* _EXCERPTED TEXT_:
# 2012 Jetta HID's



## mr.mcgoo (Mar 19, 2012)

Hi all, new to the forum. 
I'm thinking about putting HID's on my new 12' jetta 2.5. I have a couple of questions; 

1.) I see plenty of kit's advertised online for about $80 for lowbeams, but I've seen higher end kits (i.e. philips brand) for $200 plus just for the lows. Is there really that much of a quality difference for the $120? 

2.) Should I get Hi's and Low's? 

3.) I've heard putting HID's on the newer jetta's can causing problems, such as problems with the factory daytime running lights and alignment issues. Is this true? I would probably have a professional install them rather than risk messing up any electrical systems myself. 

I really think HID's would look great, especially with the new headlamp design. Just trying to figure out if it would bne worth it or not. Any input's much appreciated, thanks!


----------



## dennisgli (May 17, 2003)

Read Thinking of converting to HID?


----------



## mr.mcgoo (Mar 19, 2012)

Also, does anyone know if installing HID headlights or possibly some led daytime running lights void my warranty? 
The more I think about it, the more I think at most I'll just throw in some drop-in HID's instead of a full kit or just some led drl's. Anyone know how difficult the install for either of those are? Thanks


----------



## nater (Apr 10, 2000)

mr.mcgoo said:


> Also, does anyone know if installing HID headlights or possibly some led daytime running lights void my warranty?
> The more I think about it, the more I think at most I'll just throw in some drop-in HID's instead of a full kit or just some led drl's. Anyone know how difficult the install for either of those are? Thanks


Did you even try to read the post above???



dennisgli said:


> Read Thinking of converting to HID?


And assuming you did you are just gonna drop in HIDs into a crappy halogen reflector housing??

Wow


Edit: I don't mean to come off harsh but I just think you should read the link provided....it's pretty important stuff for your safety and that of others. It's not personal, this HIDs in halogen housings topic gets rather dated.

Good luck in whatever you do, just make an educated decision. :thumbup:


----------



## ClueLess619 (Mar 5, 2011)

dennisgli said:


> Read Thinking of converting to HID?


nice article, i was thinking about doing the same. not anymore.:thumbup:


----------



## mr.mcgoo (Mar 19, 2012)

nater said:


> Did you even try to read the post above???
> 
> 
> 
> ...

* _STATED PROBLEM_: Reproduce the Jetta HID thread starting at "1.) I see plenty" and ending at "for the $120?", updating "lowbeams" to "low beams".

* _RAW DATA_:

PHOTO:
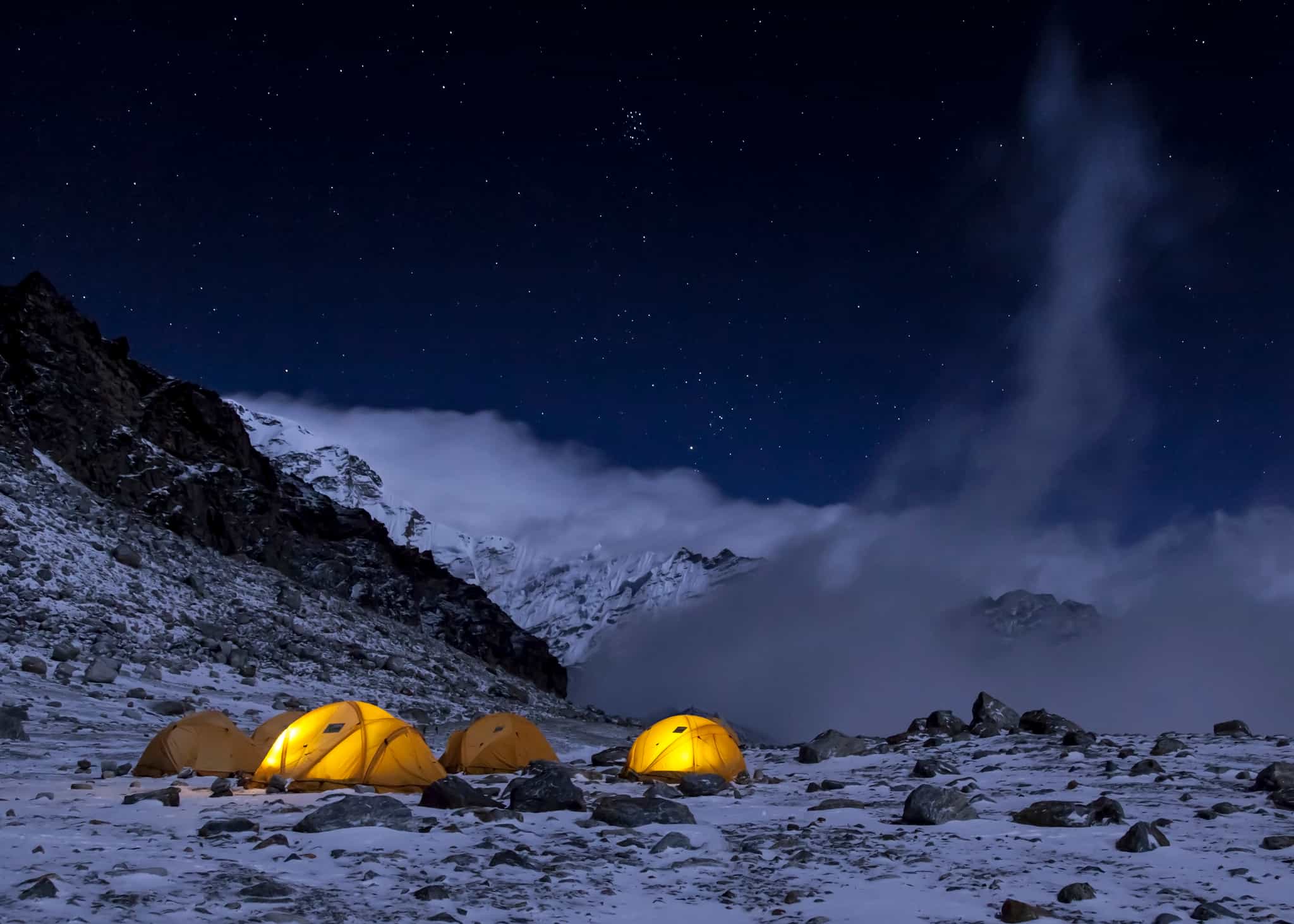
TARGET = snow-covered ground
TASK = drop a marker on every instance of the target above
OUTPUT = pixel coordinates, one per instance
(571, 603)
(761, 852)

* _SOLUTION BELOW_:
1.) I see plenty of kit's advertised online for about $80 for low beams, but I've seen higher end kits (i.e. philips brand) for $200 plus just for the lows. Is there really that much of a quality difference for the $120?